WHAT THIS EXERCISE ASKS:
• A. Transcribe the Brent Weedman profile between "Brent Weedman (born" and "football and soccer.", inclusive.
• B. According to the Brent Weedman profile, how old was Weedman when he began competitive judo?

DOCUMENT SEGMENT:
────────────────────

- Born: February 10, 1984 (age 42) Louisville, Kentucky, U.S.
- Height: 6 ft 0 in (1.83 m)
- Weight: 170 lb (77 kg; 12 st)
- Division: Welterweight Lightweight
- Fighting out of: Louisville, Kentucky, United States
- Team: Team Haycraft Derby City MMA
- Rank: Black belt in Brazilian Jiu-Jitsu
- Years active: 2005–2013

Mixed martial arts record
- Total: 32
- Wins: 22
- By knockout: 10
- By submission: 9
- By decision: 3
- Losses: 9
- By knockout: 1
- By submission: 1
- By decision: 7
- Draws: 1

Other information
- Mixed martial arts record from Sherdog

= Brent Weedman =

American mixed martial arts fighter

Brent Weedman (born February 10, 1984) is an American retired mixed martial artist who has competed in Bellator's Welterweight division. He has competed in several Bellator Tournaments, including the: Bellator Season Four Welterweight Tournament, Bellator Season 5 Welterweight Tournament, and the Bellator Season 6 Lightweight Tournament. He is married to fellow Brazilian jiu-jitsu player, Emily Weedman.

==Background==
Weedman is from Louisville, Kentucky, and began his formal training in the martial arts when he was four years old. Weedman's father, who was a police officer and a longtime martial artist himself, also ran a martial arts school. In addition to full-contact karate, Weedman began competitive judo when he was eight years old and also played football and soccer.

==Mixed martial arts career==

===Early career===
Weedman's professional career began in 2005. Making his debut in the HOOKnSHOOT promotion, Weedman finished his first fight with a draw after two rounds. Weedman later racked up two successive victories in the promotion before meeting future UFC veteran Gray Maynard. Weedman lost via unanimous decision, which gave Maynard his entry onto The Ultimate Fighter 5.

────────────────────

RECORDED DATA:
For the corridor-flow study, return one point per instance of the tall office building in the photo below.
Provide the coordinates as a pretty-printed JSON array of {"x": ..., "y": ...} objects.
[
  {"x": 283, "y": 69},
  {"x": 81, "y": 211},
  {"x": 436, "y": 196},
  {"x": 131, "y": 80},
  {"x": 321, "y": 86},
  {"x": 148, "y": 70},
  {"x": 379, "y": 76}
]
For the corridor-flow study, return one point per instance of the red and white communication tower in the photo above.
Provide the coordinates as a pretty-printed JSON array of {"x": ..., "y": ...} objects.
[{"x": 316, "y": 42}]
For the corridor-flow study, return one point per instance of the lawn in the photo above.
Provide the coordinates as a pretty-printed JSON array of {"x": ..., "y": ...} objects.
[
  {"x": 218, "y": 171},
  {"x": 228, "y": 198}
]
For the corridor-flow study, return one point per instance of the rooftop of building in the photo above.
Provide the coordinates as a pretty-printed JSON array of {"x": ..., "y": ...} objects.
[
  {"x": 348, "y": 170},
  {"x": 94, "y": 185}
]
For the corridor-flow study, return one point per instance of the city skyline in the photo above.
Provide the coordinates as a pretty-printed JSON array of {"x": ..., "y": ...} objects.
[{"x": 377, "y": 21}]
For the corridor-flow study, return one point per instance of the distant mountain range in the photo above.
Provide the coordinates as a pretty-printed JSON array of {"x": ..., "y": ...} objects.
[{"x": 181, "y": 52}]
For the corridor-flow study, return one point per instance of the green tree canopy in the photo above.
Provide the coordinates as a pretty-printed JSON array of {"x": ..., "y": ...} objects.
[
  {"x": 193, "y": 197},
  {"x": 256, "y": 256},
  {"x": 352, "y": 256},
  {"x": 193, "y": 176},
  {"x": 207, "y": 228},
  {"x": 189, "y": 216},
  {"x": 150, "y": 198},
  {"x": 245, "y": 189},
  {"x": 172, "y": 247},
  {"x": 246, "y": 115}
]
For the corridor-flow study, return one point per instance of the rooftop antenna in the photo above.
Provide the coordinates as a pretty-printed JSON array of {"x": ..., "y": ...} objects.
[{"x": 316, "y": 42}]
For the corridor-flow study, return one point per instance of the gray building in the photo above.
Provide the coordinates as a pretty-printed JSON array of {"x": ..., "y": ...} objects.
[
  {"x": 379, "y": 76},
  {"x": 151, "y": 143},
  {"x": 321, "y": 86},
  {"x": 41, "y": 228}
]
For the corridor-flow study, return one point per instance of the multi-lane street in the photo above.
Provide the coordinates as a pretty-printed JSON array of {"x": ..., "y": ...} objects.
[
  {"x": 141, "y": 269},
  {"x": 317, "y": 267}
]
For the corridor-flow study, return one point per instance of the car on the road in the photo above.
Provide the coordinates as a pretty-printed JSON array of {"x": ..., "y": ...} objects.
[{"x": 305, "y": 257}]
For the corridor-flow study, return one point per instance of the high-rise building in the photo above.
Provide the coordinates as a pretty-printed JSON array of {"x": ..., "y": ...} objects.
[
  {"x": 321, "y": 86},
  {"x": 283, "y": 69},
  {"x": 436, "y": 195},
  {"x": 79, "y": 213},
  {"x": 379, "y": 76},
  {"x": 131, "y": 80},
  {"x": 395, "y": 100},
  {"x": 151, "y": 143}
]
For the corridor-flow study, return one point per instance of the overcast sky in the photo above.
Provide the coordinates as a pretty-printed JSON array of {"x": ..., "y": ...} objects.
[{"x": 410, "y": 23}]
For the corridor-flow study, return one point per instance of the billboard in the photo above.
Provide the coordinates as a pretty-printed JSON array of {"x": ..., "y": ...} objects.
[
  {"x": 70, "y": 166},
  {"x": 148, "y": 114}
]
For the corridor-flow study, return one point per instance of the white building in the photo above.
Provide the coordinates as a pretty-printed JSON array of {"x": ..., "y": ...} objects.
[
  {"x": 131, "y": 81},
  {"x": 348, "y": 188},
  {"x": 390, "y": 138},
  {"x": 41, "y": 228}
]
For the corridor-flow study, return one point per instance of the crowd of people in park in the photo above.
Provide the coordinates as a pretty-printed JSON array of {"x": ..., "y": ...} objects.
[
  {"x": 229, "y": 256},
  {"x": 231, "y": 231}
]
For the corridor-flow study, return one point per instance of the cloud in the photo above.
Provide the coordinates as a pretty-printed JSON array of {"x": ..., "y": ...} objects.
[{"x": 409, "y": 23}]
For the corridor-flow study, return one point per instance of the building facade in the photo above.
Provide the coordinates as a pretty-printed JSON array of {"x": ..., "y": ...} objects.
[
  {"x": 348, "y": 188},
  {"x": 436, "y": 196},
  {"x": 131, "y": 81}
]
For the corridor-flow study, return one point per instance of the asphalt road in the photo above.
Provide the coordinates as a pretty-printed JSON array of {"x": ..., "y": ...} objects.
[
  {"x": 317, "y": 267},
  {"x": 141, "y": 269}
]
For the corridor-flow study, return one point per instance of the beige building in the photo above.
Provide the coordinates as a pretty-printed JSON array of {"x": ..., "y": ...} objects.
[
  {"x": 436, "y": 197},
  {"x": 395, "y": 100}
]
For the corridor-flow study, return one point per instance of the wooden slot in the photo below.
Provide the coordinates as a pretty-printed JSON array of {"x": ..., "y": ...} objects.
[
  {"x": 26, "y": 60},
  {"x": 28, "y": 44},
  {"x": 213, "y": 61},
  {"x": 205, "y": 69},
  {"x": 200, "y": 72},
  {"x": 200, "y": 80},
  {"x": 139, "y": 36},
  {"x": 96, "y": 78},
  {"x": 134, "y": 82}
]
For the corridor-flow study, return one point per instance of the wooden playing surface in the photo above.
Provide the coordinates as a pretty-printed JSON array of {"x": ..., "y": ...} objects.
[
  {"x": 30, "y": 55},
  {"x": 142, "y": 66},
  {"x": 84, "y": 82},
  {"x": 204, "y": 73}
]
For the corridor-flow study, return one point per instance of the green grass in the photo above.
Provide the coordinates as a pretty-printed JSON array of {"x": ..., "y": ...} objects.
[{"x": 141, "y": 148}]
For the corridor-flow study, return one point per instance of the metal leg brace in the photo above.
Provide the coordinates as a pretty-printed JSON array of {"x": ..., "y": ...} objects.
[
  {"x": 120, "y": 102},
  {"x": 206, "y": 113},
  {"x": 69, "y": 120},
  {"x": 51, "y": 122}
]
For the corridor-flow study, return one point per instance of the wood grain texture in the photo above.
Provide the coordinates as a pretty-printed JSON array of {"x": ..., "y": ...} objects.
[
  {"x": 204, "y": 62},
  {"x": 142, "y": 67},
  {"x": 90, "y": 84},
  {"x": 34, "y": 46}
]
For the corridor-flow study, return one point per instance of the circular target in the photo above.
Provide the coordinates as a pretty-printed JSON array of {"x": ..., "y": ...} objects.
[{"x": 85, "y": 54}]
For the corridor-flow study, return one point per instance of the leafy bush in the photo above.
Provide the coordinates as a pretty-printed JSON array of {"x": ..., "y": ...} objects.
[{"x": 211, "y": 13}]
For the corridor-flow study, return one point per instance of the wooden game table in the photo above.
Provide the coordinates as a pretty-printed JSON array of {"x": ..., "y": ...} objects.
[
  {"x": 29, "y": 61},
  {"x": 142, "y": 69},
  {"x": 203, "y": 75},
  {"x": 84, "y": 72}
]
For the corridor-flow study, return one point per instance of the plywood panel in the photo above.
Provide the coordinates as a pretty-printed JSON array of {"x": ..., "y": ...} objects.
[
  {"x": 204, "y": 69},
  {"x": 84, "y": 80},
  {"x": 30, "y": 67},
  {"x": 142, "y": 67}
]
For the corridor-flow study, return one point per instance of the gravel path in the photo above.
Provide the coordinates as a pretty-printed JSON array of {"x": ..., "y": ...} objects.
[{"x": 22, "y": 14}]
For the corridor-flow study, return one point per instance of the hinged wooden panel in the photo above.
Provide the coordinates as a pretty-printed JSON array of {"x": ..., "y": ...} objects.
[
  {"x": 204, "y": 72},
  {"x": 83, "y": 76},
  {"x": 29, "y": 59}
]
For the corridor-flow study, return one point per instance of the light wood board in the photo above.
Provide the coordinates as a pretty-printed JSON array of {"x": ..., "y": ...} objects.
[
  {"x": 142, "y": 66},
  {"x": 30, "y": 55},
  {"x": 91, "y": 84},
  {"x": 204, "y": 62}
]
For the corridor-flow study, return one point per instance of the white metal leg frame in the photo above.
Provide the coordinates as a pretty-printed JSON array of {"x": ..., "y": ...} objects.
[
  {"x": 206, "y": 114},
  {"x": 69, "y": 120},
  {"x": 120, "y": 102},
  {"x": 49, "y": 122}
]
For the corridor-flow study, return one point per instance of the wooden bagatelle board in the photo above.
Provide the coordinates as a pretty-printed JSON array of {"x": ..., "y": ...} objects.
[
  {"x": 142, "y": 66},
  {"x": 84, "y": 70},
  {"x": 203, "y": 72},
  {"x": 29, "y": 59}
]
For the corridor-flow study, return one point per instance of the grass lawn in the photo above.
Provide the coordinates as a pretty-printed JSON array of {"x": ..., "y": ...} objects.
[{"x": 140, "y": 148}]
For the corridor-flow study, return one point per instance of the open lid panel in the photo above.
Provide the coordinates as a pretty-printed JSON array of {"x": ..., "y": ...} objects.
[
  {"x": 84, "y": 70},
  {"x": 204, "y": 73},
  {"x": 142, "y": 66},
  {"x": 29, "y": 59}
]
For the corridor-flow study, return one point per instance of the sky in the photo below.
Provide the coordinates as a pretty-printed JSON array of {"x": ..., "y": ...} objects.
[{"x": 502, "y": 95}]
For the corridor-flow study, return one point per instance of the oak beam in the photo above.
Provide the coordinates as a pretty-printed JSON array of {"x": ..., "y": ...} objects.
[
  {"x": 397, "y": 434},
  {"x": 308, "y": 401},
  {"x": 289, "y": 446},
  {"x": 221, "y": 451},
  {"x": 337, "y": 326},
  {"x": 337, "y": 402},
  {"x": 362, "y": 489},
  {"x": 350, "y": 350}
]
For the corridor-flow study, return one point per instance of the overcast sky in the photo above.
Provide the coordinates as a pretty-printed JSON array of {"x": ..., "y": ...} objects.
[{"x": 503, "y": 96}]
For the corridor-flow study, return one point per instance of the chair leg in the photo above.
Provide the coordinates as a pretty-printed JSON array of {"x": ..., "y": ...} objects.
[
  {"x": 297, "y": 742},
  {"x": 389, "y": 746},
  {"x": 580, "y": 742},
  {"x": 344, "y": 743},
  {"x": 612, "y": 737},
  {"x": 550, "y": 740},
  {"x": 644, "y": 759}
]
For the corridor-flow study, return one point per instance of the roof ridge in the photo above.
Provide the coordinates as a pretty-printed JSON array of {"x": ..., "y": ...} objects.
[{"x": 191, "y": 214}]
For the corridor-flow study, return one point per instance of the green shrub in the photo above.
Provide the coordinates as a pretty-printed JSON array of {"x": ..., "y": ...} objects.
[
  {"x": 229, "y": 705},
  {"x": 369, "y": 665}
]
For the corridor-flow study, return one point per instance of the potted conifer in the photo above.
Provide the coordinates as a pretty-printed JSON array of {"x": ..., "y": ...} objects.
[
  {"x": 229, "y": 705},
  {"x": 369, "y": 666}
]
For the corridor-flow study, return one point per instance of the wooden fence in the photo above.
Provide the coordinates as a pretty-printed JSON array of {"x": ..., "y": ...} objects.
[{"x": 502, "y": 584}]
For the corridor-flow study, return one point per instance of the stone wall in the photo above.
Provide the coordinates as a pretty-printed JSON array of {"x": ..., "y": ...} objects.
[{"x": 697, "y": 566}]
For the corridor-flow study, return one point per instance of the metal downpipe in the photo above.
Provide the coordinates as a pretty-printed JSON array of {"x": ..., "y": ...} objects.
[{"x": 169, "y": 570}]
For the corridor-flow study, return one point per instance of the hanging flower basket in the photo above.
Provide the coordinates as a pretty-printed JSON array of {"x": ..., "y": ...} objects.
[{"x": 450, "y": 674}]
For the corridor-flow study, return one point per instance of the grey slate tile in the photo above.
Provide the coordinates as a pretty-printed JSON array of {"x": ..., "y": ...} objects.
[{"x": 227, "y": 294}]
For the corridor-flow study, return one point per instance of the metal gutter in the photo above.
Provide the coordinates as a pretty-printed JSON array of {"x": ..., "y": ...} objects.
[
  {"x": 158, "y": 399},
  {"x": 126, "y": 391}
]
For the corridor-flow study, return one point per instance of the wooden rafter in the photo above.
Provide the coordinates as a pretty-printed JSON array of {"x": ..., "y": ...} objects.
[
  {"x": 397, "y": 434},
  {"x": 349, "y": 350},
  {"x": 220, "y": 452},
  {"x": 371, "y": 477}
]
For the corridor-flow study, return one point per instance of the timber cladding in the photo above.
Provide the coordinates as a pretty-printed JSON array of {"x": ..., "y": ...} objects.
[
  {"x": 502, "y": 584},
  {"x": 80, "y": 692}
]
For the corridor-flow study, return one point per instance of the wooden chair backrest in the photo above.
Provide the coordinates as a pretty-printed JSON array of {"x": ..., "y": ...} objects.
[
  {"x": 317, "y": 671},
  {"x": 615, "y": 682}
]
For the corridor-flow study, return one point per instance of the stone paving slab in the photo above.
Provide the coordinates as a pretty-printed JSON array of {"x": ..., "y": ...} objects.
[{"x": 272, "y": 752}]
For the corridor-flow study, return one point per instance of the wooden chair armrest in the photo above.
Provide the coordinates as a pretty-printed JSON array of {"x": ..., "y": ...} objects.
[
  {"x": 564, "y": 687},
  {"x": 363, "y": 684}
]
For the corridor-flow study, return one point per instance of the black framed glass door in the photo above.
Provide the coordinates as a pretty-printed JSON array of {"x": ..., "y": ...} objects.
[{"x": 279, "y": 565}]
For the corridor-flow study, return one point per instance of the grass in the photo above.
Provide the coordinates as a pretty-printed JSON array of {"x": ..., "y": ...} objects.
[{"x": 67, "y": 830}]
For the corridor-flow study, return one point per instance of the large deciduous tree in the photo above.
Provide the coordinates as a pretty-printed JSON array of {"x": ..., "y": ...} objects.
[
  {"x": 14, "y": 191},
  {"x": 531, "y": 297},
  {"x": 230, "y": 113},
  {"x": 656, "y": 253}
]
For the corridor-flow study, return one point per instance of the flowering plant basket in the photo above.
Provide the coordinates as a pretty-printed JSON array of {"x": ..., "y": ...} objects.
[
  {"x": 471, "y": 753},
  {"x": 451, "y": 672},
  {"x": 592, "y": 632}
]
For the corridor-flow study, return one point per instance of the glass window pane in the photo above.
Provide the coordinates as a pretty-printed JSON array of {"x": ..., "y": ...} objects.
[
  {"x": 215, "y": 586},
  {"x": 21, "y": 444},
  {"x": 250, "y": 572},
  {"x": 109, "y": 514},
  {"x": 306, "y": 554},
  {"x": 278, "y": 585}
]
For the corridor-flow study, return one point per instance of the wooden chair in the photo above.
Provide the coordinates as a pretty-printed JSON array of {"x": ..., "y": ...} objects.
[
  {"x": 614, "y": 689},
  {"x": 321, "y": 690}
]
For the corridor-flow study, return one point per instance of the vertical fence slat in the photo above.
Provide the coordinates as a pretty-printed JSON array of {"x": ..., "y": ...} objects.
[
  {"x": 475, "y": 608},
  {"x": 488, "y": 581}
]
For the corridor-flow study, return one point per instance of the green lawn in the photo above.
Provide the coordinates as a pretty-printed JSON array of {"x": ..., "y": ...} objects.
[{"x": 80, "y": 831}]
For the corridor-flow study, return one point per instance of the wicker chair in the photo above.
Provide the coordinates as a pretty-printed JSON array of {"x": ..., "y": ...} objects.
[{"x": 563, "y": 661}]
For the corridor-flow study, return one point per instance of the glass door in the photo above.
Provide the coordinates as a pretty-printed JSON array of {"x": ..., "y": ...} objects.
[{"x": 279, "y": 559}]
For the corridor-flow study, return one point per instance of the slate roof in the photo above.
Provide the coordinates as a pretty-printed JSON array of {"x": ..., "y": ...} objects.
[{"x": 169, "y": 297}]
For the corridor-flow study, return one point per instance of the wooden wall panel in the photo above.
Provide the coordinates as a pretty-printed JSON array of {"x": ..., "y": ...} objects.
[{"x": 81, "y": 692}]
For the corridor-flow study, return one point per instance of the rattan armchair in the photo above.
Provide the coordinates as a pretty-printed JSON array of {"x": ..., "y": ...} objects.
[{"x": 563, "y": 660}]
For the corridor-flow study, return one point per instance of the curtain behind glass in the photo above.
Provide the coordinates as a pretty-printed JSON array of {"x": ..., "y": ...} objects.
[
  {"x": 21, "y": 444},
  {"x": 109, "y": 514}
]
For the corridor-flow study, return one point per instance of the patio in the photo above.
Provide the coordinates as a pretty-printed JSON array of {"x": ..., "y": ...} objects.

────────────────────

COMPLETE ANSWERS:
• A.
Brent Weedman (born February 10, 1984) is an American retired mixed martial artist who has competed in Bellator's Welterweight division. He has competed in several Bellator Tournaments, including the: Bellator Season Four Welterweight Tournament, Bellator Season 5 Welterweight Tournament, and the Bellator Season 6 Lightweight Tournament. He is married to fellow Brazilian jiu-jitsu player, Emily Weedman.

==Background==
Weedman is from Louisville, Kentucky, and began his formal training in the martial arts when he was four years old. Weedman's father, who was a police officer and a longtime martial artist himself, also ran a martial arts school. In addition to full-contact karate, Weedman began competitive judo when he was eight years old and also played football and soccer.

• B. Eight years old.